#### Provided material ####
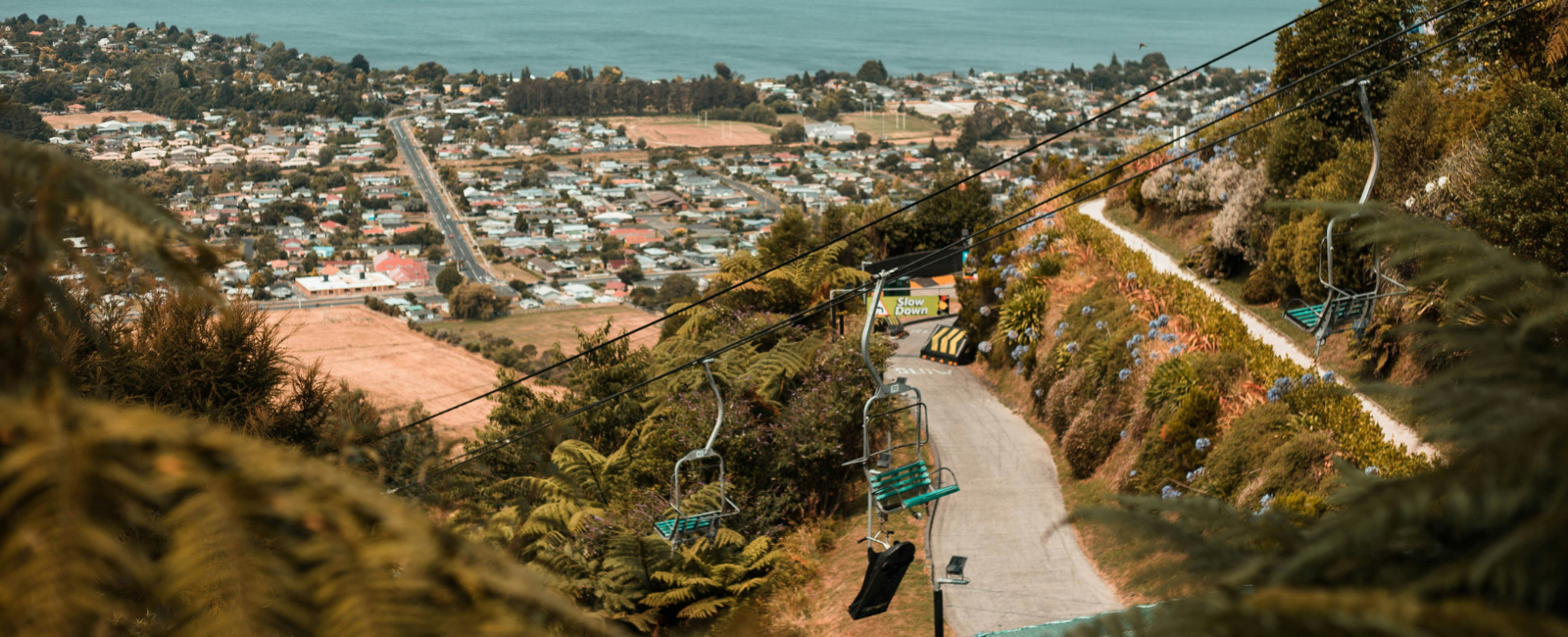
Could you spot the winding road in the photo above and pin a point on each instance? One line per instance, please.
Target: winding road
(1393, 430)
(1024, 564)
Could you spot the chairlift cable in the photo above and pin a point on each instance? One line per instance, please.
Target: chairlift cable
(506, 441)
(847, 234)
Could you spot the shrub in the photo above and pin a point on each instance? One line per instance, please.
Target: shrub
(1261, 286)
(1170, 381)
(1523, 201)
(1247, 443)
(1089, 440)
(1173, 451)
(1298, 145)
(1303, 465)
(1333, 410)
(1062, 402)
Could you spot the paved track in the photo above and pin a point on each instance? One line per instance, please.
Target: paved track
(1026, 568)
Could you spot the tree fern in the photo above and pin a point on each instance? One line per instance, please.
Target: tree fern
(1468, 548)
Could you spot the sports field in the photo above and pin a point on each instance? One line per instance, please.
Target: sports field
(545, 328)
(690, 132)
(389, 362)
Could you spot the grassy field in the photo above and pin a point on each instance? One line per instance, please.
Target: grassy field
(874, 124)
(389, 362)
(1176, 237)
(687, 130)
(509, 271)
(543, 330)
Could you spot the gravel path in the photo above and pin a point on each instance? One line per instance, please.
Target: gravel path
(1393, 430)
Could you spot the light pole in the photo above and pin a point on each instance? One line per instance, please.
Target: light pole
(956, 576)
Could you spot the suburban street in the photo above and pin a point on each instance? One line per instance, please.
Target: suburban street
(435, 193)
(1024, 564)
(765, 200)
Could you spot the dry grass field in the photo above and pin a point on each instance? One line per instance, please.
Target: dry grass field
(687, 130)
(71, 122)
(391, 363)
(543, 330)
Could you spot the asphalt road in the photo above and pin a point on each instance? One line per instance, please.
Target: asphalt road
(764, 198)
(1024, 565)
(433, 192)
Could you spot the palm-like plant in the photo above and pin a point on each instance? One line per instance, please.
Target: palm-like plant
(47, 196)
(1468, 548)
(130, 521)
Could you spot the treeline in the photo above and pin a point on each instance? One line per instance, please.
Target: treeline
(564, 96)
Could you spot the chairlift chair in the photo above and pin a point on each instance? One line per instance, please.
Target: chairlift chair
(904, 487)
(1346, 308)
(682, 526)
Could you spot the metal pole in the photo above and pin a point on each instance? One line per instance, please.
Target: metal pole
(937, 603)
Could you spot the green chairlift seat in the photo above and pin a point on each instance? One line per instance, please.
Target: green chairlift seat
(906, 487)
(670, 529)
(682, 526)
(1346, 308)
(1335, 311)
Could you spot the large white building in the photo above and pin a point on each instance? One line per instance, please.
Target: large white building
(352, 282)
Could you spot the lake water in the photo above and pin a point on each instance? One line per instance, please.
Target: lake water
(663, 38)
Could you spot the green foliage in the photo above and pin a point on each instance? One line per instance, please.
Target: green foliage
(1090, 438)
(1298, 146)
(1261, 286)
(21, 122)
(1465, 548)
(1523, 196)
(133, 521)
(447, 279)
(47, 196)
(475, 302)
(1330, 35)
(1247, 444)
(1170, 452)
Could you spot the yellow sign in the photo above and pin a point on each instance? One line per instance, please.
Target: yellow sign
(913, 306)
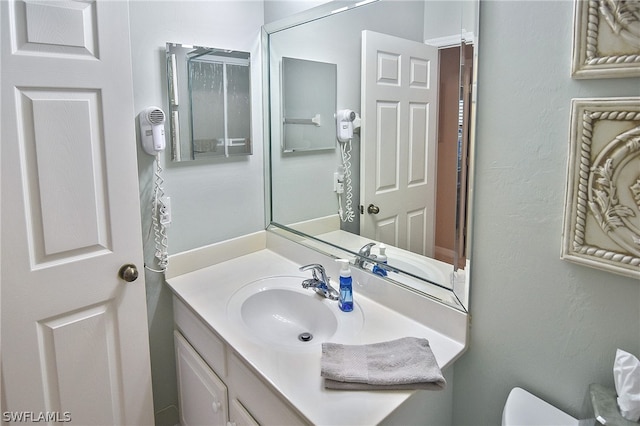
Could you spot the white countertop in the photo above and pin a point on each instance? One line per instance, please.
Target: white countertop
(296, 373)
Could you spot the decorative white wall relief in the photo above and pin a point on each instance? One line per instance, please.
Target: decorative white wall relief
(606, 39)
(602, 207)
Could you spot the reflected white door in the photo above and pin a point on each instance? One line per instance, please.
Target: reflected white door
(398, 134)
(74, 334)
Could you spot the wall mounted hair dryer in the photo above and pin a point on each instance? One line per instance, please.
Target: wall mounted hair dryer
(152, 130)
(347, 121)
(345, 118)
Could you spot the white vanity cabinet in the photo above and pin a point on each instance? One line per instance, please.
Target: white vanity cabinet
(202, 395)
(214, 384)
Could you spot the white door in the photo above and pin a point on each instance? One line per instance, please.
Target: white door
(398, 134)
(74, 335)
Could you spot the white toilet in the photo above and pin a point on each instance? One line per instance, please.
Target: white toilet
(525, 409)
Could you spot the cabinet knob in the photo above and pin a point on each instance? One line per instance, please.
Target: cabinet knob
(373, 209)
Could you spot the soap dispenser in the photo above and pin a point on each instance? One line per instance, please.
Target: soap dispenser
(382, 259)
(345, 302)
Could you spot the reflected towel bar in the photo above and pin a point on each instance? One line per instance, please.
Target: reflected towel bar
(315, 120)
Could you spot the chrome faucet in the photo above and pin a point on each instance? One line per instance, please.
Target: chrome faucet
(363, 254)
(320, 282)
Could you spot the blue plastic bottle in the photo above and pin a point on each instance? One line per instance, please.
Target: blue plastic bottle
(382, 258)
(345, 302)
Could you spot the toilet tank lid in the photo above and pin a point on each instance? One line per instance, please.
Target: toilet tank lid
(524, 408)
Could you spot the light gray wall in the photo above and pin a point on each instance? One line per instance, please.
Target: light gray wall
(538, 322)
(211, 200)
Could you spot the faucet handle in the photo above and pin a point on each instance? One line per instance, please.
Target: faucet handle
(316, 269)
(366, 249)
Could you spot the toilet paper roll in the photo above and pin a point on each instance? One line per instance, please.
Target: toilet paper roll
(626, 375)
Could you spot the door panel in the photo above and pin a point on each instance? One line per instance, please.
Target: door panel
(75, 337)
(398, 152)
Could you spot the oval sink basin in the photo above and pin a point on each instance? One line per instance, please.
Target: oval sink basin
(278, 311)
(283, 315)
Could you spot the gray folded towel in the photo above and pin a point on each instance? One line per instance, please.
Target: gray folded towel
(406, 363)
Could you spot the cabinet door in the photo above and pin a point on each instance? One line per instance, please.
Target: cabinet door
(202, 395)
(239, 415)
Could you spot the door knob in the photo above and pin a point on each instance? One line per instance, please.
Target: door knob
(372, 209)
(128, 272)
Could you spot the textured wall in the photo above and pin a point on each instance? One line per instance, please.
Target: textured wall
(538, 322)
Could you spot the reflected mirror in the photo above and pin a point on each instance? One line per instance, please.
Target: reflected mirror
(210, 102)
(308, 105)
(398, 176)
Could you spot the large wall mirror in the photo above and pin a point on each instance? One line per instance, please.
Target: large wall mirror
(210, 102)
(398, 174)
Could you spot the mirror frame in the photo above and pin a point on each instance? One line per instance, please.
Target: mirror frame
(456, 296)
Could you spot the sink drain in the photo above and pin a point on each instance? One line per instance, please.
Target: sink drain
(305, 337)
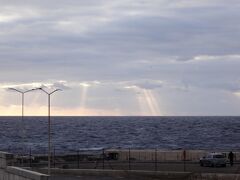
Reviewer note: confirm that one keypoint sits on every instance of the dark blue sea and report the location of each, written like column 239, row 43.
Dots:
column 70, row 134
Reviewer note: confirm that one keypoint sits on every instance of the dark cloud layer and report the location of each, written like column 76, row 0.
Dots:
column 182, row 44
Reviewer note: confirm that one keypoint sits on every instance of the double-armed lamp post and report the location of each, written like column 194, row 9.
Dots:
column 49, row 126
column 22, row 93
column 49, row 120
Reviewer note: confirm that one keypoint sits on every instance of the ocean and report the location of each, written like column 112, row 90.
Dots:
column 70, row 134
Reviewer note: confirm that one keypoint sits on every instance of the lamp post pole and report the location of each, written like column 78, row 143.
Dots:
column 49, row 126
column 22, row 122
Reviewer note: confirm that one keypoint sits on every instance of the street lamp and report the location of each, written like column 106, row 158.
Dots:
column 22, row 93
column 49, row 127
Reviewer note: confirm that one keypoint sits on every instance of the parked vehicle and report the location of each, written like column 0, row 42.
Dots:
column 213, row 159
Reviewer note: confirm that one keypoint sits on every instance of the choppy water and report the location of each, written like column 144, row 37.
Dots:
column 73, row 133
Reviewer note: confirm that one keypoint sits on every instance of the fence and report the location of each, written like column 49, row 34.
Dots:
column 124, row 159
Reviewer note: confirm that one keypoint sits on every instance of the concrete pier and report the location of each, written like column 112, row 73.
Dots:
column 8, row 172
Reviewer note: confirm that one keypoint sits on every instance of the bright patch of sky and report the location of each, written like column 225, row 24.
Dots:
column 128, row 57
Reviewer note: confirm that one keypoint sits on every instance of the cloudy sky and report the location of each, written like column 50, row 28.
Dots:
column 121, row 57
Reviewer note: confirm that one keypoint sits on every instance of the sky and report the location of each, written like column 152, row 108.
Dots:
column 121, row 57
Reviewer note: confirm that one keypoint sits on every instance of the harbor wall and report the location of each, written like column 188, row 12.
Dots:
column 8, row 172
column 162, row 155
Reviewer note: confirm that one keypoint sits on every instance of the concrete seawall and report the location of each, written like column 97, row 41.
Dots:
column 8, row 172
column 161, row 155
column 149, row 175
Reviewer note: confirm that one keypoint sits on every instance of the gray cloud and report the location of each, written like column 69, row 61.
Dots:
column 155, row 45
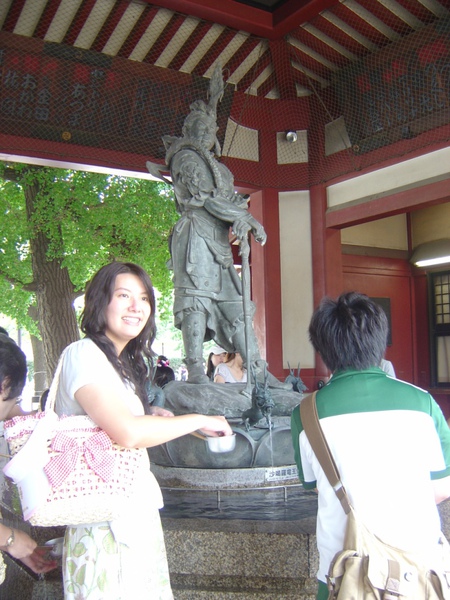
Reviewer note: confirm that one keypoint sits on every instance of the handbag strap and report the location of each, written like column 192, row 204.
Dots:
column 51, row 399
column 319, row 444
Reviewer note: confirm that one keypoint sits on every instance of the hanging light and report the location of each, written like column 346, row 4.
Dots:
column 432, row 253
column 291, row 136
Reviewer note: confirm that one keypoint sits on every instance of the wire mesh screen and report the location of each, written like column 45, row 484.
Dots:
column 117, row 75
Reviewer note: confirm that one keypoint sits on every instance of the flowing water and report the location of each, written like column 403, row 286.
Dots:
column 278, row 503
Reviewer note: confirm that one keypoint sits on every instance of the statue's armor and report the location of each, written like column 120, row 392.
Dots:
column 205, row 279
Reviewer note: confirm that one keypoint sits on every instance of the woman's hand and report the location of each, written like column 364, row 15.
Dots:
column 21, row 547
column 159, row 411
column 39, row 561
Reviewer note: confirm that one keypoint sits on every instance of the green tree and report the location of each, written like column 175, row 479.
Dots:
column 58, row 227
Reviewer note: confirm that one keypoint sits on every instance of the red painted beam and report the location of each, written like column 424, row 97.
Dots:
column 253, row 20
column 410, row 199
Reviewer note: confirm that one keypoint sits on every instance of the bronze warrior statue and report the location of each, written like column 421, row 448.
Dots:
column 208, row 291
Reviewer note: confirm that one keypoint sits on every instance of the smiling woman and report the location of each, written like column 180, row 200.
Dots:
column 128, row 311
column 104, row 376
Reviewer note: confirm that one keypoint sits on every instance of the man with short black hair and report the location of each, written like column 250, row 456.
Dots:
column 389, row 439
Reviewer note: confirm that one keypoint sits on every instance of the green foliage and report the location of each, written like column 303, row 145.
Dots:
column 89, row 219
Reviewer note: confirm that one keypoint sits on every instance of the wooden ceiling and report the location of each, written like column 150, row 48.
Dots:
column 268, row 48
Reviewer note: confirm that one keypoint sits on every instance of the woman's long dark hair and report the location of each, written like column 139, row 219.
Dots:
column 131, row 363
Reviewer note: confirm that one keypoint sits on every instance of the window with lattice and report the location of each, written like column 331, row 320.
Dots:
column 440, row 328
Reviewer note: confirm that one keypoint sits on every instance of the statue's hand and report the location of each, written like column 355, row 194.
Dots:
column 259, row 233
column 241, row 227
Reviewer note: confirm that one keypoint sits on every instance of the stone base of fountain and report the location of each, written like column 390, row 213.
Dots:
column 256, row 445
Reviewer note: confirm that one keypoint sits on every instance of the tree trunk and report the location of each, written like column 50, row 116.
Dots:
column 54, row 292
column 40, row 369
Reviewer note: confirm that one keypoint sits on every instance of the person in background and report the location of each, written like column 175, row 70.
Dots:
column 104, row 375
column 13, row 372
column 231, row 370
column 216, row 356
column 372, row 423
column 387, row 367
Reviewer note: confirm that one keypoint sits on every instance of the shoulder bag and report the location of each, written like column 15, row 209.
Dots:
column 67, row 470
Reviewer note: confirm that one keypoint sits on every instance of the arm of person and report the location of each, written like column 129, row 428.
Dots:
column 441, row 489
column 159, row 411
column 110, row 413
column 24, row 548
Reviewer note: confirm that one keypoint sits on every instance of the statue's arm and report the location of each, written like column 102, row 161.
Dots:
column 241, row 220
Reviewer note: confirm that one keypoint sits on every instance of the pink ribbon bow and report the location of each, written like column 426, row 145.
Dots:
column 94, row 449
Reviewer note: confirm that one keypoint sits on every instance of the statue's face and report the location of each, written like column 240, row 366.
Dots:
column 204, row 131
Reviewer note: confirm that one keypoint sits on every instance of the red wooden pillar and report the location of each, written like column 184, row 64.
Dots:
column 266, row 280
column 326, row 257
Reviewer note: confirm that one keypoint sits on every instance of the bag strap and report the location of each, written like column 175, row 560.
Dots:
column 319, row 444
column 51, row 399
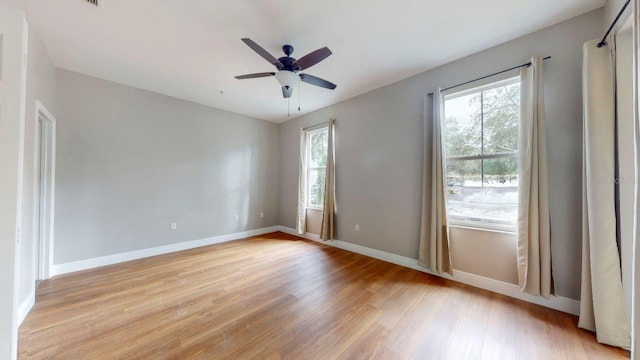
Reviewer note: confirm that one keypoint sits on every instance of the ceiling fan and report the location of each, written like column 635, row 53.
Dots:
column 288, row 67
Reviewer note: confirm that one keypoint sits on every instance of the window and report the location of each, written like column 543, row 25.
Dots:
column 317, row 145
column 481, row 155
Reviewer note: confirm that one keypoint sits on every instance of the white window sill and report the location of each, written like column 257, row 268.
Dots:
column 481, row 228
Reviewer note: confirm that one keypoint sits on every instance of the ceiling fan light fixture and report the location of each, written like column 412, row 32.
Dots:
column 287, row 78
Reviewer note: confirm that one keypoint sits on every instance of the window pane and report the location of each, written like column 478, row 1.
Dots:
column 316, row 187
column 500, row 191
column 462, row 129
column 464, row 186
column 318, row 148
column 501, row 116
column 491, row 199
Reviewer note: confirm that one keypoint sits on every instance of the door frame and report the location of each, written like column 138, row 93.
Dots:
column 13, row 80
column 44, row 207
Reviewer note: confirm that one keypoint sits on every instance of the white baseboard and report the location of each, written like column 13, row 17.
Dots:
column 65, row 268
column 554, row 302
column 26, row 305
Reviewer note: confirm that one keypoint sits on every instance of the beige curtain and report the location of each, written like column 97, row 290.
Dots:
column 434, row 233
column 534, row 240
column 328, row 227
column 635, row 348
column 301, row 224
column 602, row 306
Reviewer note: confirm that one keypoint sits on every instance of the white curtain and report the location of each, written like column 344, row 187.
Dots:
column 635, row 350
column 301, row 224
column 602, row 306
column 328, row 227
column 434, row 233
column 534, row 240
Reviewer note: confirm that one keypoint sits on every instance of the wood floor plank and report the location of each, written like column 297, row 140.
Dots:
column 277, row 296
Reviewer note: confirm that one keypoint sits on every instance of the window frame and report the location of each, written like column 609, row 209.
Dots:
column 309, row 168
column 468, row 222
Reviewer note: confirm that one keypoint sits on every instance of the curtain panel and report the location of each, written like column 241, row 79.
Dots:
column 434, row 251
column 328, row 227
column 534, row 234
column 602, row 306
column 301, row 223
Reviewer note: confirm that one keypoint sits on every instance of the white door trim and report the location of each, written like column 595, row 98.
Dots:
column 44, row 201
column 13, row 76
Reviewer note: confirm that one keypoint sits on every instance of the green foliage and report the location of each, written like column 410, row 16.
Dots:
column 492, row 128
column 318, row 142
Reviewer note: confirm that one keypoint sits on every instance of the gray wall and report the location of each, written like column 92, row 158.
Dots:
column 41, row 85
column 379, row 148
column 611, row 10
column 130, row 162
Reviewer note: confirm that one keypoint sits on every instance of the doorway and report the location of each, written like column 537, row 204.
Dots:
column 45, row 165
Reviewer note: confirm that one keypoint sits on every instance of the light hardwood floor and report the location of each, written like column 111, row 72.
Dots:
column 277, row 296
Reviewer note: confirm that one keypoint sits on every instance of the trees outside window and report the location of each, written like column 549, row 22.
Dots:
column 481, row 155
column 317, row 146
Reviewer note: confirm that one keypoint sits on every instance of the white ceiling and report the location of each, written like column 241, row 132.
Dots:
column 192, row 49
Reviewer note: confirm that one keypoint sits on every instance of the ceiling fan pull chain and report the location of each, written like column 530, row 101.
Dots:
column 299, row 93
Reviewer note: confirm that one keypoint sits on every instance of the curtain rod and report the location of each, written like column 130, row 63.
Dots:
column 527, row 64
column 603, row 42
column 318, row 125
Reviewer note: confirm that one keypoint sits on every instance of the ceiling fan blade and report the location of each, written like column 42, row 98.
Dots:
column 312, row 58
column 253, row 76
column 262, row 52
column 287, row 91
column 314, row 80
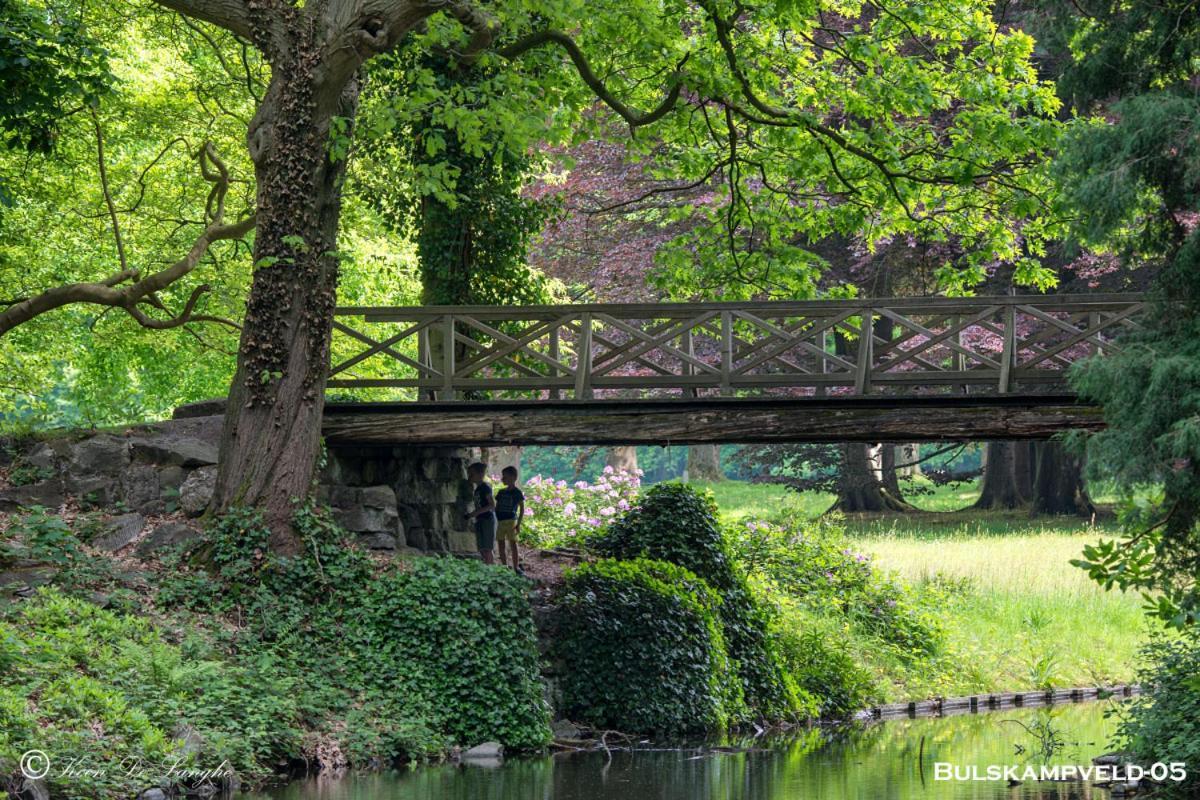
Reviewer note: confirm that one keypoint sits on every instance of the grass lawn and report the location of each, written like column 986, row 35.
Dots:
column 1026, row 618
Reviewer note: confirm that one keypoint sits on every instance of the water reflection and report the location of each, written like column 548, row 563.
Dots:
column 876, row 763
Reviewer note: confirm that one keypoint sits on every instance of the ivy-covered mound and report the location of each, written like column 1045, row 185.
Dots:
column 676, row 524
column 329, row 656
column 1163, row 725
column 641, row 649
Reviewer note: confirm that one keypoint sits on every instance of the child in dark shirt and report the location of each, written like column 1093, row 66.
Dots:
####
Print the lines from the one containing "45, row 484." through the one containing "column 278, row 503", both included, exactly as they appear.

## Answer in full
Reviewer note: confirm that one keypoint sits on every instance of the wire mesh screen and report the location of each, written like column 45, row 484.
Dots:
column 117, row 75
Reviewer note: confirm that one keypoint sits on every instance of the flowing water and report the location of each, written like column 403, row 286.
Dots:
column 278, row 503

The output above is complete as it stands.